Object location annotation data

──────────

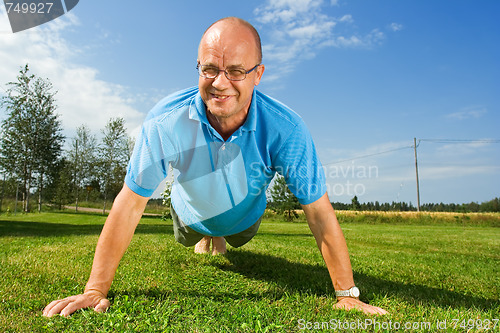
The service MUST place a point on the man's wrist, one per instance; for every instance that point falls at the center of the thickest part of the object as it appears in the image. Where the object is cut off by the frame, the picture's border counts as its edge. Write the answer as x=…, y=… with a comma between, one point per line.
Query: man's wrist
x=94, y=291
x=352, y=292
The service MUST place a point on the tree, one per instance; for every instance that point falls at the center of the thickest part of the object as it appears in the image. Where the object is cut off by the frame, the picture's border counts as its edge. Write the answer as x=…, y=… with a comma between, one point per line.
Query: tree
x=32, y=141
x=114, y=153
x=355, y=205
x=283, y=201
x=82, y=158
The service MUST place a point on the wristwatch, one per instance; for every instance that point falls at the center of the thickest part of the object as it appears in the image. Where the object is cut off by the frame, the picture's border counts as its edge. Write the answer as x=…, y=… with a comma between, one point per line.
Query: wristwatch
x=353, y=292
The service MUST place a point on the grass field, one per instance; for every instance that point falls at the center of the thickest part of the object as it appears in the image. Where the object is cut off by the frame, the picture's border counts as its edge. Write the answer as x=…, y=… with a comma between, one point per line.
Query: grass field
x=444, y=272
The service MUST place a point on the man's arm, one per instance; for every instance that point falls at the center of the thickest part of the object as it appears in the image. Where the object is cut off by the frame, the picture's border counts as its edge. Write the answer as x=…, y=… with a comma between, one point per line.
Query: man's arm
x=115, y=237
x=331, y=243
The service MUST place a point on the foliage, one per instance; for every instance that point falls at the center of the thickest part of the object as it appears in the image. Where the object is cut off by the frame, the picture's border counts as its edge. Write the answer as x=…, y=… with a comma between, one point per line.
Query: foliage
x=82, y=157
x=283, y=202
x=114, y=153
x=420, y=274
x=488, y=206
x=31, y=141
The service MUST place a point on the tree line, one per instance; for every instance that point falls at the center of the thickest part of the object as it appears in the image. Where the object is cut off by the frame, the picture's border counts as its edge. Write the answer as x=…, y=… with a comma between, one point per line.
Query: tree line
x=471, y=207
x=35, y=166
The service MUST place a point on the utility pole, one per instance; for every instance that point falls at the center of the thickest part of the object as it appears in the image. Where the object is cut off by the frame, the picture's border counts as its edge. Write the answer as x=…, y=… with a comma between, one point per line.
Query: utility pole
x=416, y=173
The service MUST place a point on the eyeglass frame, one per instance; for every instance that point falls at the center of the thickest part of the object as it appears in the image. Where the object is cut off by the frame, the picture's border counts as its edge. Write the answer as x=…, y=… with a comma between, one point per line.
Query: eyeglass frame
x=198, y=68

──────────

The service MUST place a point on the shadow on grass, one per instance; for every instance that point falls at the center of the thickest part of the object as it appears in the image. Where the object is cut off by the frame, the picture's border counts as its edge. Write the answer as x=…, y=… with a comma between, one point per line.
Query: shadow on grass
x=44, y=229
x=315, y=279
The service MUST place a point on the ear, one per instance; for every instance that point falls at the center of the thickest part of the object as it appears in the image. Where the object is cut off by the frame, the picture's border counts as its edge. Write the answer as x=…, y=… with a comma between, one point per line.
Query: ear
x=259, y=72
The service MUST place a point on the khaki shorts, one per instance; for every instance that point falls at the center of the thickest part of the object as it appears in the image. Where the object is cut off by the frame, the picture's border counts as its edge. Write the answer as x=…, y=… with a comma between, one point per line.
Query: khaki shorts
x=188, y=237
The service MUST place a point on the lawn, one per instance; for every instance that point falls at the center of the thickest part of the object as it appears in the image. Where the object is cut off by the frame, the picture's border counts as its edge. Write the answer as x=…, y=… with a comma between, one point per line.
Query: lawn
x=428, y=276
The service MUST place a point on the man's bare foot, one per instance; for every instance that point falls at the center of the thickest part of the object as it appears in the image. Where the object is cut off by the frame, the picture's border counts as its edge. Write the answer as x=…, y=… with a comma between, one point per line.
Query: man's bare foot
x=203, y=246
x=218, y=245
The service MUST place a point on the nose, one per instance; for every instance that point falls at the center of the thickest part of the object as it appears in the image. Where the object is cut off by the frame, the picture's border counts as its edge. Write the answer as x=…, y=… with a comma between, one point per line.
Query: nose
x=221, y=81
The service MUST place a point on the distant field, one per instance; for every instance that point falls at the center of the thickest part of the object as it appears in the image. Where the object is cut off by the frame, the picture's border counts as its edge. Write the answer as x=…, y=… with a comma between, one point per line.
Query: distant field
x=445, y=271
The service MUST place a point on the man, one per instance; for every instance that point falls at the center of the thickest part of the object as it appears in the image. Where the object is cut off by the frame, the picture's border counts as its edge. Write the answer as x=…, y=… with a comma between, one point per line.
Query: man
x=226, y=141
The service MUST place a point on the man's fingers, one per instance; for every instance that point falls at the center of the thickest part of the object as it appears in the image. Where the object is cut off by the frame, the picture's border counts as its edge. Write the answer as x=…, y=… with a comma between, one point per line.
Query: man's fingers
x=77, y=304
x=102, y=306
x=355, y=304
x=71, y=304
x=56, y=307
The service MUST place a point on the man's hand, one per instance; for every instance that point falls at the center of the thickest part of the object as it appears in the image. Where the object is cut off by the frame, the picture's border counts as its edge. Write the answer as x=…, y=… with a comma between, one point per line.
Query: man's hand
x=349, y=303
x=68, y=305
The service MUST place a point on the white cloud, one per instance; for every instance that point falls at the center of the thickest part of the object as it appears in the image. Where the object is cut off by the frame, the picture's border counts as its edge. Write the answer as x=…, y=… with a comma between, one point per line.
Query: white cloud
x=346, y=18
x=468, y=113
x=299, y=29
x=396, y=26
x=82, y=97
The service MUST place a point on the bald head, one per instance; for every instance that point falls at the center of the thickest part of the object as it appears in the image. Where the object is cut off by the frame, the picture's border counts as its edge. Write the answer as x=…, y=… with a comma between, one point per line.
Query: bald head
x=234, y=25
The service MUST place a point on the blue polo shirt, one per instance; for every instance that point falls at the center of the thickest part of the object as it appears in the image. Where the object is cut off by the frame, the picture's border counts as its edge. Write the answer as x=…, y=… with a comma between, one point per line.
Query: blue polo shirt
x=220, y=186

──────────

• [PROBLEM]
Return the lines of the listing unchanged, beginning at the line that contains "The service MUST place a point on the grass" and stopping after the line that contains "x=331, y=243".

• [WRITTEN RESPONSE]
The service MUST place a point on the grass field, one per instance; for every instance that point falls at the center of the thickest part of the object as it appears in the image. Where the object is cut off by the frame, the picture's border counts as its edge. Write the answer as x=…, y=… with a comma between, one point per line.
Query: grass field
x=444, y=272
The service MUST place a point on the man's arm, one per instance; for every instance that point falls at the center of the thickest part of the object as it appears in the image. Where the object is cut off by the frame, the picture's border counts as its edge. Write the answer as x=…, y=… with a comma between, one point per line.
Query: man's arm
x=115, y=237
x=331, y=243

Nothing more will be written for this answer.